■ Work task ■
What lines in the data hold the string "green"? Show them.

■ Record set ■
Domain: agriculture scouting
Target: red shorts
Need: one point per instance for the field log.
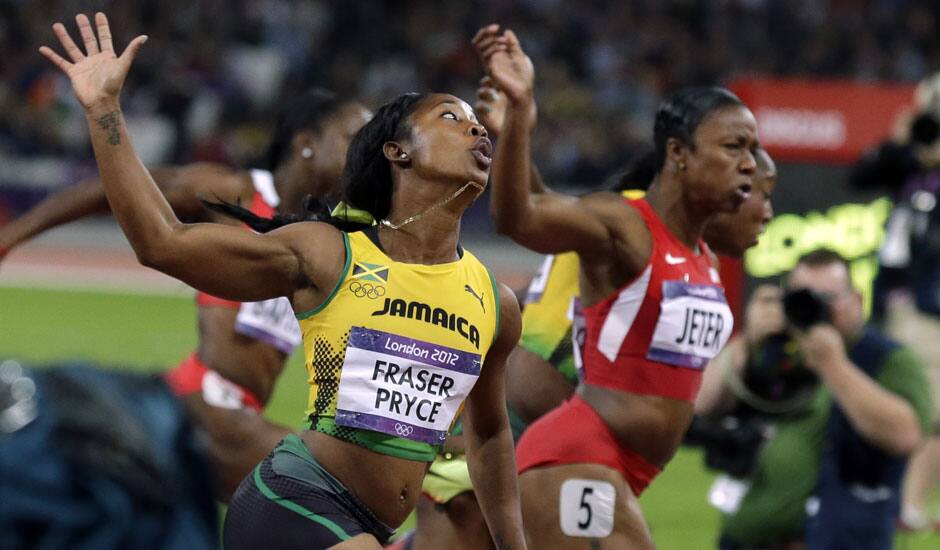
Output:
(193, 376)
(575, 434)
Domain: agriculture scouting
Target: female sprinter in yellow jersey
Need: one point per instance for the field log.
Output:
(389, 369)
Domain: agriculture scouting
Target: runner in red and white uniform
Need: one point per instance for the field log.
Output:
(652, 297)
(242, 347)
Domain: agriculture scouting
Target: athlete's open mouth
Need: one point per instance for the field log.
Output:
(743, 192)
(483, 151)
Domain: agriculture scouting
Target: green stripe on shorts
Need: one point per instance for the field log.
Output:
(294, 507)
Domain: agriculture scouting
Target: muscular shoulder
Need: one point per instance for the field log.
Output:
(510, 320)
(630, 238)
(320, 249)
(216, 182)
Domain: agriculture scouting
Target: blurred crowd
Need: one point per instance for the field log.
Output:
(206, 85)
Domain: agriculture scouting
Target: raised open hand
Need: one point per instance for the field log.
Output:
(490, 106)
(506, 63)
(98, 74)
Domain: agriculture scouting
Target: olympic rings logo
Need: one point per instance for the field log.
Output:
(403, 430)
(366, 290)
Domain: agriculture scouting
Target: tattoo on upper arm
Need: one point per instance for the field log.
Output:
(111, 122)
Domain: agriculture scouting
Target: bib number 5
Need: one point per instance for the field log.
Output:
(586, 508)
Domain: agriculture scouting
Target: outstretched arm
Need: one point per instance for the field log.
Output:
(222, 260)
(488, 437)
(544, 222)
(491, 108)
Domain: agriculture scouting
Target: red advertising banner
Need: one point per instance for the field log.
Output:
(822, 120)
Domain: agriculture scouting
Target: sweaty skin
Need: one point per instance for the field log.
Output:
(238, 439)
(710, 175)
(304, 261)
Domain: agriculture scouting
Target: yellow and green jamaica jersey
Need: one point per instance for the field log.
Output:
(393, 352)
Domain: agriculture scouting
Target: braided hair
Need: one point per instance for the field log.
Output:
(367, 175)
(681, 115)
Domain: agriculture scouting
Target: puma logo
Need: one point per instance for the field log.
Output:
(475, 295)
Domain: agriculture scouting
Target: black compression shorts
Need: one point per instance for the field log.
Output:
(290, 501)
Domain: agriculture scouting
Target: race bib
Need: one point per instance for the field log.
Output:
(271, 321)
(694, 324)
(219, 392)
(403, 387)
(586, 508)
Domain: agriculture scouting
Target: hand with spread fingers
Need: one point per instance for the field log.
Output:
(509, 67)
(490, 106)
(97, 74)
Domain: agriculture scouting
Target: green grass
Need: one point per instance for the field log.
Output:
(154, 333)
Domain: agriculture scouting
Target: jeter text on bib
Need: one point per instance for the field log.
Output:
(694, 324)
(403, 387)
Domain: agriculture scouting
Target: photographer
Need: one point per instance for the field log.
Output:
(838, 449)
(908, 167)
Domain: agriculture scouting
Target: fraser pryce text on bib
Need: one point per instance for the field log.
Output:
(402, 386)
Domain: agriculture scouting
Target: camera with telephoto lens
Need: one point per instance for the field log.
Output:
(804, 308)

■ Task response ■
Target: green stripe on shorts
Target: yellow and green jamaica jersey
Target: green grass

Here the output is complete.